Excerpts from segmentation records
══════════
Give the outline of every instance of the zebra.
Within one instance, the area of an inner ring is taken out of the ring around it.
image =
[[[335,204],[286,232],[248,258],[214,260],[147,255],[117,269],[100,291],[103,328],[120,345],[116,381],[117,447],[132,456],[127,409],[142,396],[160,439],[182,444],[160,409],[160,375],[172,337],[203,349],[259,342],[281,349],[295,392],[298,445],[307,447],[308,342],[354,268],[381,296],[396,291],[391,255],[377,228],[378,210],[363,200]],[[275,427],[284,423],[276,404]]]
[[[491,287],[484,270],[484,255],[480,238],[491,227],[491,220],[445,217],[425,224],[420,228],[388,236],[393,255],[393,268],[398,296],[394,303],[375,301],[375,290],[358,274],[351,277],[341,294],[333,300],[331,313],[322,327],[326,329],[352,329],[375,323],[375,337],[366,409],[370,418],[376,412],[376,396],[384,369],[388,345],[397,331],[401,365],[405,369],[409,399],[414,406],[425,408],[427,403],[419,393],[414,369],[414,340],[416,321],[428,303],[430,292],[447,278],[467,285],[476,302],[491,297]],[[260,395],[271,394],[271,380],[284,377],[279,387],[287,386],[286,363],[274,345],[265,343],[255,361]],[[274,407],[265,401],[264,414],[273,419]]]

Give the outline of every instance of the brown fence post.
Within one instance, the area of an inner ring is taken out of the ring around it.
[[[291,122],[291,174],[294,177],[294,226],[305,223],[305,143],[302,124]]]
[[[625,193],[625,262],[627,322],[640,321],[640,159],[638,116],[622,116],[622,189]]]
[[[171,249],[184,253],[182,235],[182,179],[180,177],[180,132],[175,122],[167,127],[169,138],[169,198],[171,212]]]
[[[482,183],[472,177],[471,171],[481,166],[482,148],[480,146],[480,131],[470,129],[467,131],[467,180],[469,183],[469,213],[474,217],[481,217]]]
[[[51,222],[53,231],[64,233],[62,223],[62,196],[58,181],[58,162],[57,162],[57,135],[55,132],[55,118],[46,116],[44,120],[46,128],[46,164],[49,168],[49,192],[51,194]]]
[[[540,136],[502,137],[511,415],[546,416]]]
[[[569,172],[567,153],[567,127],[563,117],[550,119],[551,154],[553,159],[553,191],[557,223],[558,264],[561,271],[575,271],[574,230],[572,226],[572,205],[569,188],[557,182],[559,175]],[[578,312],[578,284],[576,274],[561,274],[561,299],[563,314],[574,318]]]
══════════
(Exercise) All of the records must be retyped exactly as they are.

(Right answer)
Give the outline of every instance of the zebra.
Within one instance, the area of an inner ring is taken out of the ring around it.
image =
[[[335,204],[286,232],[248,258],[214,260],[147,255],[117,269],[100,291],[103,328],[120,345],[116,381],[117,447],[132,456],[127,409],[142,396],[160,439],[182,444],[160,409],[160,375],[172,337],[203,349],[259,342],[281,349],[295,392],[298,445],[307,447],[308,342],[354,268],[381,296],[396,291],[391,255],[377,228],[378,210],[363,200]],[[275,427],[284,423],[276,404]]]
[[[491,287],[484,270],[484,255],[480,238],[491,227],[491,220],[445,217],[425,224],[420,228],[388,236],[393,255],[393,268],[398,296],[394,303],[375,301],[375,290],[358,274],[351,277],[341,294],[333,300],[331,313],[322,327],[326,329],[352,329],[375,323],[375,337],[366,409],[370,418],[376,412],[376,396],[384,369],[388,345],[397,331],[401,365],[405,369],[409,399],[414,406],[425,408],[427,403],[419,393],[414,369],[414,340],[416,321],[428,303],[430,292],[447,278],[467,285],[476,302],[491,297]],[[260,395],[271,394],[271,380],[284,377],[279,387],[287,386],[286,363],[274,345],[265,343],[255,361]],[[274,407],[265,401],[264,414],[273,419]]]

Give the outline of every instance of the brown fence post.
Within one instance, the area of an inner ring is taken out of the ring around it.
[[[291,122],[291,174],[294,177],[294,226],[305,223],[305,143],[302,124]]]
[[[625,193],[625,262],[627,322],[640,321],[640,159],[638,116],[622,116],[622,189]]]
[[[171,249],[184,253],[182,235],[182,179],[180,177],[180,132],[175,122],[167,127],[169,138],[169,198],[171,212]]]
[[[482,183],[472,177],[471,171],[481,166],[482,148],[480,146],[480,131],[470,129],[467,131],[467,180],[469,183],[469,213],[474,217],[481,217]]]
[[[51,222],[53,231],[64,233],[62,223],[62,196],[58,181],[58,162],[57,162],[57,135],[55,132],[55,118],[46,116],[44,120],[46,128],[46,164],[49,168],[49,192],[51,194]]]
[[[540,136],[502,137],[511,415],[546,416]]]
[[[569,172],[567,153],[567,127],[563,117],[550,119],[551,154],[553,159],[553,191],[557,223],[558,264],[561,271],[575,271],[574,230],[572,226],[572,205],[569,188],[557,182],[559,175]],[[578,312],[578,284],[576,274],[561,274],[561,299],[563,314],[574,318]]]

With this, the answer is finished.